* Begin READING PASSAGE *
Writing a core library in Rust --- possibilities for SAFE Browser (WASM)

wasm
rust
safe-browser

#1

Last year there was quite some interest on a topic about WASM and SAFE, and now I’m starting to read more and more about WASM and its possibilities. Also in the context of Rust and the SAFE Network. I’ve been thinking about some infrastructural, secure ways to use Rust and make it useful in NodeJS and the browser.

As Rust seems more robust and secure in comparison to the NodeJS/NPM ecosystem, Rust would be ideal to create core libraries. (Just like MaidSafe builds the core libraries in Rust and uses all sorts of bindings to make them useful in other languages.)

Let’s say a Rust library is written that communicates with the SAFE Network (with the Rust safe_app dependency). Would there be a way to make use of that library within the SAFE Browser? The Rust library can be compiled to WASM, but the browser/JS is like a sandbox that blocks network calls and such. That renders the library useless. From Rust, JavaScript can be called, so in theory a Rust library could call the SAFE API in window.safe, but that JS API is a very limited API in that it abstracts away a lot.

Would anything like the above be possible and feasible for the SAFE Browser? I saw some mention of something like this in @joshuef’s topic about the SAFE Browser last year:

WASM could be great (using built rust code directly in the browser would remove a layer of abstraction / unify the API interface; instead of having safe-node-app and window.safeXXX interfaces which are inconsistent/ more things to maintain).
* End READING PASSAGE *
* [TASKS FOR THIS EXERCISE]
1) Copy word for word the part of the forum post on Rust and WASM for the SAFE Browser from "Writing a core" to "in other languages.)".
2) Pick up the forum post on Rust and WASM for the SAFE Browser where it stops, and keep writing it.
* Begin DATASET EXTRACT *
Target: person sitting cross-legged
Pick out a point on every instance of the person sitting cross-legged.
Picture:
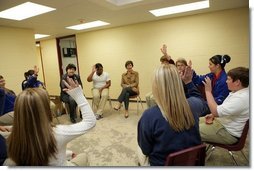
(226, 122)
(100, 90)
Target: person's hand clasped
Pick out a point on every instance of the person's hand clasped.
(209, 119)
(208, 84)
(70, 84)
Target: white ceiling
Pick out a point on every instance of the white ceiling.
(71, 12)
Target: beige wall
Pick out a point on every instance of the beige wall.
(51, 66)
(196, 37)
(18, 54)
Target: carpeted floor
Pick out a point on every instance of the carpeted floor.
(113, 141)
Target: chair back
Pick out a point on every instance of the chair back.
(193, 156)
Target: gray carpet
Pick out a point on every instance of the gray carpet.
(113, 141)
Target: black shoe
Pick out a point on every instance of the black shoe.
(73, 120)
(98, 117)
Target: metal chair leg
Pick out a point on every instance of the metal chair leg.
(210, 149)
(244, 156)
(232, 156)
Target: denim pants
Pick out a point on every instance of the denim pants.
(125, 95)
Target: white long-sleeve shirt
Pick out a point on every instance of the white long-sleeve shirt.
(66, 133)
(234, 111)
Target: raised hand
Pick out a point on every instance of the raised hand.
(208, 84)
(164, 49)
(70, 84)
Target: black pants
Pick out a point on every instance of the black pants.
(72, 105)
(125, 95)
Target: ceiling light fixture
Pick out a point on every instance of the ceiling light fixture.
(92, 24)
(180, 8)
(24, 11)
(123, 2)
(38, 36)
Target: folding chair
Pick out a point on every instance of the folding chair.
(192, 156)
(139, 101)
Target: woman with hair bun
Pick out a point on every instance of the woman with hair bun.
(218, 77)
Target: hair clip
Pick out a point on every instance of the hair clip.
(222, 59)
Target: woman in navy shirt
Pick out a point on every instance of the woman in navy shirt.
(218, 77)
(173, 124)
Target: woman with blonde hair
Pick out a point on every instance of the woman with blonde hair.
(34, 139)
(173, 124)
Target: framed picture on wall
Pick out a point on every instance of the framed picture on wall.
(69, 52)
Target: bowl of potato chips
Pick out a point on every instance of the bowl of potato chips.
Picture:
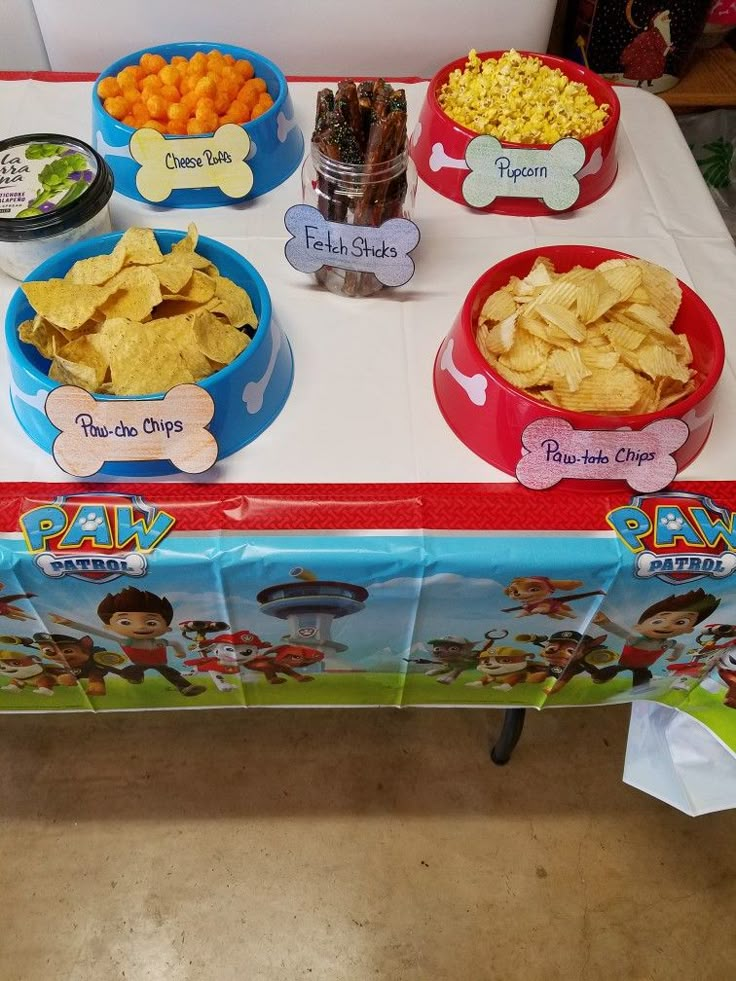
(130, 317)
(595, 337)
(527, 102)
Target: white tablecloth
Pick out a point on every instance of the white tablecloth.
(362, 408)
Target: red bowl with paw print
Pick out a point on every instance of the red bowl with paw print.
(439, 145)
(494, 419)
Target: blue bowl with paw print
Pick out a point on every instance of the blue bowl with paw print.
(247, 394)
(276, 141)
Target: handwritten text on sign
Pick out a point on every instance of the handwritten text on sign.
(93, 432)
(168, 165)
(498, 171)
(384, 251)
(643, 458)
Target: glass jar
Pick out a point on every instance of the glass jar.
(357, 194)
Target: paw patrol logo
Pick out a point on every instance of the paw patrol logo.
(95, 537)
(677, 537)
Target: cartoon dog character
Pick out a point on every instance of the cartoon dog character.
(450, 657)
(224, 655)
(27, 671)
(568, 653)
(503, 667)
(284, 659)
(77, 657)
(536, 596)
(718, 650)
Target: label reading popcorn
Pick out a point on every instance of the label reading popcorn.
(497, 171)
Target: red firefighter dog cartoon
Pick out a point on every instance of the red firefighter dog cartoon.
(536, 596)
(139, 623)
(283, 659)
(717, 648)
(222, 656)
* End DATASET EXTRACT *
* Begin DATASET EXTRACT *
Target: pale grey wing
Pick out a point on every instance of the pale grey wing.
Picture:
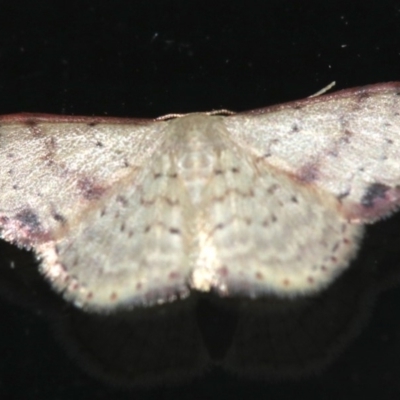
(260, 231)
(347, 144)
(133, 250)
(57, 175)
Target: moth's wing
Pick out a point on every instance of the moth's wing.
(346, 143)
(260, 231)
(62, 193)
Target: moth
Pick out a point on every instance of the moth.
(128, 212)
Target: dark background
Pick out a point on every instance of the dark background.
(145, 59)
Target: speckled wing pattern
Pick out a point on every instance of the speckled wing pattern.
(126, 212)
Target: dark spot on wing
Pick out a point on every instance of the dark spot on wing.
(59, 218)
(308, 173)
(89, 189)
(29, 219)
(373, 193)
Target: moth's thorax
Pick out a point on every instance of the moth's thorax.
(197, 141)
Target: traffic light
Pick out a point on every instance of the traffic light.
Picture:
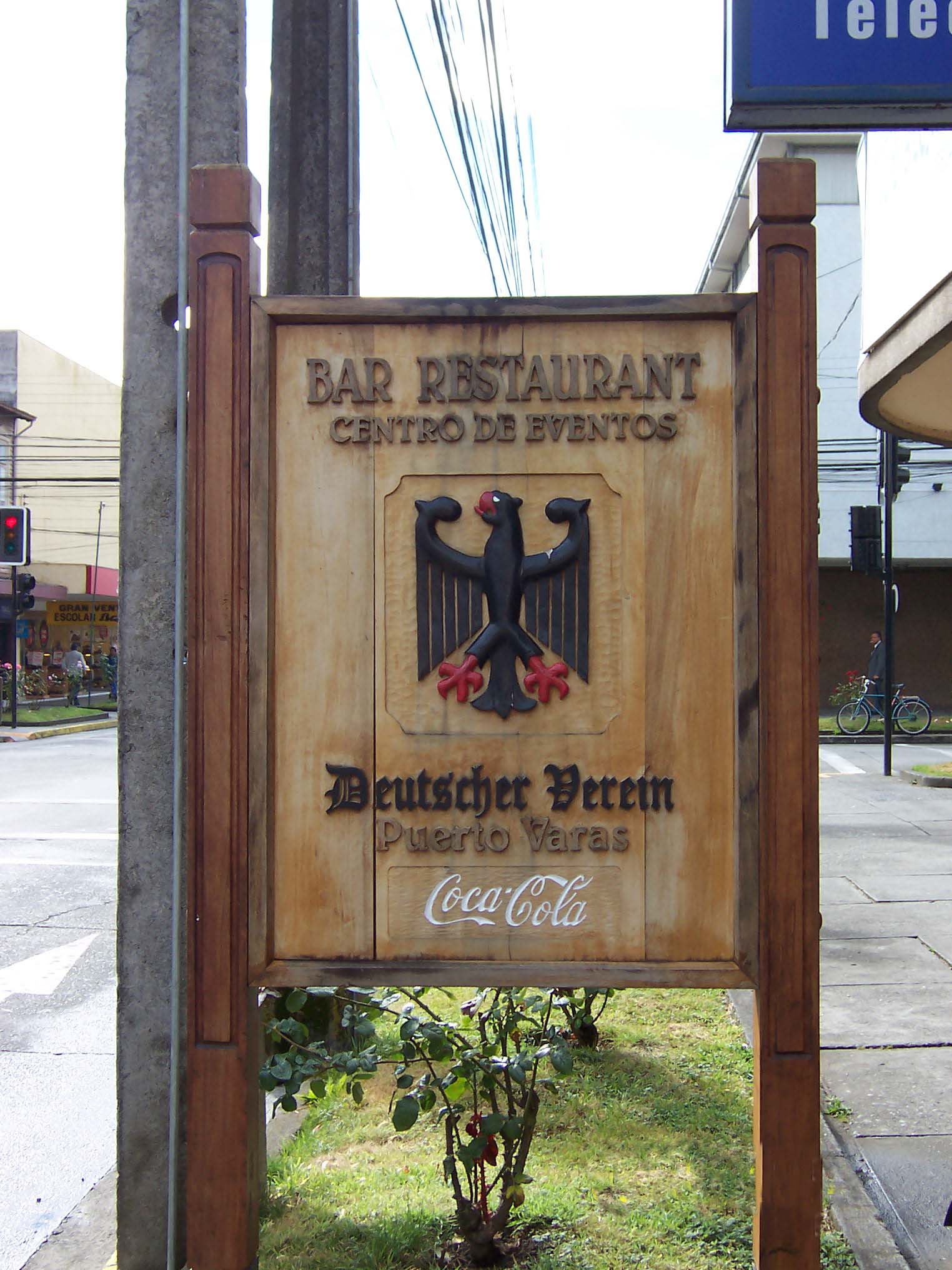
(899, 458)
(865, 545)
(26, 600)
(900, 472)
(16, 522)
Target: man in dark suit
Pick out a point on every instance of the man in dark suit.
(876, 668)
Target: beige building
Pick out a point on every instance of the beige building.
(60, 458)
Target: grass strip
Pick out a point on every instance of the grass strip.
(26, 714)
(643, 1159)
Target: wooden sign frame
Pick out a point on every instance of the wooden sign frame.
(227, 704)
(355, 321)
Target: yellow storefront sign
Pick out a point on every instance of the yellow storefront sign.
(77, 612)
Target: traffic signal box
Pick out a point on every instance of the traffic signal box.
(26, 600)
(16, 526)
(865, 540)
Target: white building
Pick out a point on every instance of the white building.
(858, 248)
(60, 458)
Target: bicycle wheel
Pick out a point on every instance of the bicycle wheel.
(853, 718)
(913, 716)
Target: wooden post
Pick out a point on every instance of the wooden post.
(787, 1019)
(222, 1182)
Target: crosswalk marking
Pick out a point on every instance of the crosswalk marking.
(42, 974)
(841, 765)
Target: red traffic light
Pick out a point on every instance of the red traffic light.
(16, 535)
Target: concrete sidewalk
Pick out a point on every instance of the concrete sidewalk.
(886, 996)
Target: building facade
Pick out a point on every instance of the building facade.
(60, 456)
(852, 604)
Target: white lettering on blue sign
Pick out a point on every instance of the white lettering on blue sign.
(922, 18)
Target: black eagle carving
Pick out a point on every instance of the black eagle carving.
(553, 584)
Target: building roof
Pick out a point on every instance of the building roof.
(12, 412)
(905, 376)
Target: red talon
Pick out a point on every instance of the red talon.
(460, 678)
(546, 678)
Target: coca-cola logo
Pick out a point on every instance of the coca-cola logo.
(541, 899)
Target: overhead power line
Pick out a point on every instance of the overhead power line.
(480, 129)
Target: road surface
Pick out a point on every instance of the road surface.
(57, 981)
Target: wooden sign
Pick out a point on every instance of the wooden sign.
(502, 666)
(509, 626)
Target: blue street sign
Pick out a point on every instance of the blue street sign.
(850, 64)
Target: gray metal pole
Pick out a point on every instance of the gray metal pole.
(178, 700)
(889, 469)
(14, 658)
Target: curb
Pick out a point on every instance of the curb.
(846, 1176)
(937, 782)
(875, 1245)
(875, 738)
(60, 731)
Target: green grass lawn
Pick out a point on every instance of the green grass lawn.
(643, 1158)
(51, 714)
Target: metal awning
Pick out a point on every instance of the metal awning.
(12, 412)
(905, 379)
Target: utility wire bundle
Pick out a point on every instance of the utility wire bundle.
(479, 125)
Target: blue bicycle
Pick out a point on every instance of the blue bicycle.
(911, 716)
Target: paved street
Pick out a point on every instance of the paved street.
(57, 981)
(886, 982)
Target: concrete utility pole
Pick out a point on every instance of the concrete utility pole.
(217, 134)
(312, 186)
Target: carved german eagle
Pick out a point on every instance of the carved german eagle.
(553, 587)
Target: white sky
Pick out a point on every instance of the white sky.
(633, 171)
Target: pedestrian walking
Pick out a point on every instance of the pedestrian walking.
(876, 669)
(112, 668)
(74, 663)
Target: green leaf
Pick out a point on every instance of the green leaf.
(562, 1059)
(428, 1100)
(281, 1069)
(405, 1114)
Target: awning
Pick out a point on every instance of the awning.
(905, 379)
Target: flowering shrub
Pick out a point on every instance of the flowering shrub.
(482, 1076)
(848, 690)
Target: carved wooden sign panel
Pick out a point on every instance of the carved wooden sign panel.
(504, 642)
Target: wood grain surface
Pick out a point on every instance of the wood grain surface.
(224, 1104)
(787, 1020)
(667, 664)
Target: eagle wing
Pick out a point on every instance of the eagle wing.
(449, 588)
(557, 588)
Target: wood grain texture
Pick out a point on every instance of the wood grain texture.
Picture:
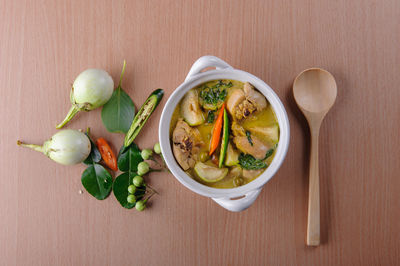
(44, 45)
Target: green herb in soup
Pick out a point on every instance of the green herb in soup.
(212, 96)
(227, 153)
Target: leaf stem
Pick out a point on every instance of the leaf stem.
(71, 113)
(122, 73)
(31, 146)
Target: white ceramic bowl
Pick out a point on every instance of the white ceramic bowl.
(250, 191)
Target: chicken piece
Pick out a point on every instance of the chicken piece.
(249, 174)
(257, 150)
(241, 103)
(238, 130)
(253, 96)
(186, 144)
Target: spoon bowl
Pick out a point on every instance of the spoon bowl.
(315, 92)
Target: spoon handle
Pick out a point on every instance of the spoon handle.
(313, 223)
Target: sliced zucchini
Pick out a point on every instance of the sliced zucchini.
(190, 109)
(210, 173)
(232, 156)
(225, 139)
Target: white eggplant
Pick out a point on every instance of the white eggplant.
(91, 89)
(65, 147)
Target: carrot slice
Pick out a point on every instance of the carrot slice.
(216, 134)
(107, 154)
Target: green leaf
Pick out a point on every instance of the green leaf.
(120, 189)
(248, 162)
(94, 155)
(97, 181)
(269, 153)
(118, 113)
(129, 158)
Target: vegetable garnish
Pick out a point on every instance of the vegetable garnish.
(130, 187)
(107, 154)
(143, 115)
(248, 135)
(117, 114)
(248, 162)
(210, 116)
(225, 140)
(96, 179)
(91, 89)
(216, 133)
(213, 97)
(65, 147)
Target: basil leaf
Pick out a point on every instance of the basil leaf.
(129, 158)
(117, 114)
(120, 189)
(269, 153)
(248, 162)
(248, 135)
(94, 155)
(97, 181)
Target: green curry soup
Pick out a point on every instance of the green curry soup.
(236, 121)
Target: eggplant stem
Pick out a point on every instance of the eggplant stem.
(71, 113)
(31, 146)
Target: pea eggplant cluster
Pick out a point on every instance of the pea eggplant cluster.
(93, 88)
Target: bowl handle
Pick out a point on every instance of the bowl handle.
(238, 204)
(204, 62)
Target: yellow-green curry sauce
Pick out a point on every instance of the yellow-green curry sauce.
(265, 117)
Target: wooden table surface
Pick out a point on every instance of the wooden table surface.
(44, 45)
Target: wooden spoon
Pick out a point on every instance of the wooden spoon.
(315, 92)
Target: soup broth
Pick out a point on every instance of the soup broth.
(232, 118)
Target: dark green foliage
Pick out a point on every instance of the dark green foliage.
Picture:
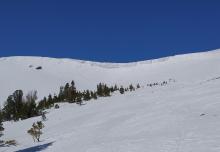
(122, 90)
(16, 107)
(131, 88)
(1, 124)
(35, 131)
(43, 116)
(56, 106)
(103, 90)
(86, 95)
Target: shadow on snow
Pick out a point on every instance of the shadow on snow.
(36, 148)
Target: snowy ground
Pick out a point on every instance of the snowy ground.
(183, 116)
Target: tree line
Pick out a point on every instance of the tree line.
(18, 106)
* End DATASET EXTRACT *
* [RESULTS IN ORDER]
1)
Writing a core library in Rust --- possibilities for SAFE Browser (WASM)

wasm
rust
safe-browser

#1

Last year there was quite some interest on a topic about WASM and SAFE, and now I’m starting to read more and more about WASM and its possibilities. Also in the context of Rust and the SAFE Network. I’ve been thinking about some infrastructural, secure ways to use Rust and make it useful in NodeJS and the browser.

As Rust seems more robust and secure in comparison to the NodeJS/NPM ecosystem, Rust would be ideal to create core libraries. (Just like MaidSafe builds the core libraries in Rust and uses all sorts of bindings to make them useful in other languages.)

2)
The future of WASM is promising, it opens more reliable libraries up to the web development world.


#2

Yes, I’d like to spend time again working a safe_app_wasm experiment that I paused back in March.
What I’d like to solve next for it is to replace our memmap dependent functionality with some kind of native WASM memory mapping IO. Same for our fs2 dependent functionality.
Both of these crates require either Unix or Windows target families.

Not sure how long we’d be waiting for those future features. The other option suggested by Alex Crichton is to put effort into customising those crates for WASM.


#3

Rust + wasm is the only chance I have for being a safe app dev… I find most javascript to be incomprehensible…

interesting example and commentary…


#4

How far along did you get with that? I’ve been spending a pretty large amount of time with WASM and Rust.


#5

I came across your issue while reading up on all the various pieces relevant to our challenge. Finally I’m starting to understand the complexity of this puzzle. I’ll lay out my journey here. :world_map:

Briefly, if I understand correctly: safe_app relies on a few crates in its dependency tree that have code written for specific targets, except for the wasm32-unknown-unknown target. These are packages like fs2 and memmap that interact with low-level OS APIs.


Braindumping :brain: the possibilities for memmap:

  • I found a ‘WASM-enabled’ crate that also implements allocation for Unix and Windows. The SAFE library self_encryption would then use that instead of memmap I assume. (I’m no expert at Rust and the SAFE libraries so forgive me if I’m incorrect to assume anything here.)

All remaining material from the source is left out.